__WHAT YOU SHOULD DO__. Scale the coordinates in the answers by 1.55, starting with the line that contains "Pick out the twig. One pin per instance." and going on through the end of the records. Copy each of those lines, requests included, and give only those lines, rounding every scaled number to a whole number with halves rounded up.

__RECORD LIST__.
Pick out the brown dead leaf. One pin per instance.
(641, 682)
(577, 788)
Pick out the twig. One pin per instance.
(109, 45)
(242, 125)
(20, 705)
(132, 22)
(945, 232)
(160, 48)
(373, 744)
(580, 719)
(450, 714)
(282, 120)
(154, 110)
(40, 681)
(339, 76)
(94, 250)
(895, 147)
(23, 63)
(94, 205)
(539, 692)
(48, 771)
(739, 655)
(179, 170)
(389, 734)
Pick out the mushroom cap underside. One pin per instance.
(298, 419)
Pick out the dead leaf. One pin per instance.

__TASK OUTPUT__.
Pick out the twig. One pin per instance.
(169, 70)
(375, 194)
(31, 1093)
(205, 34)
(1465, 360)
(248, 74)
(578, 1153)
(899, 1114)
(698, 1107)
(437, 186)
(239, 171)
(62, 1056)
(525, 118)
(146, 388)
(1387, 228)
(36, 98)
(146, 318)
(835, 1073)
(74, 1195)
(1145, 1015)
(277, 264)
(603, 1138)
Pick out the mushroom cap underside. One pin per instance.
(462, 649)
Pick out the dead leaf. One pin per instance.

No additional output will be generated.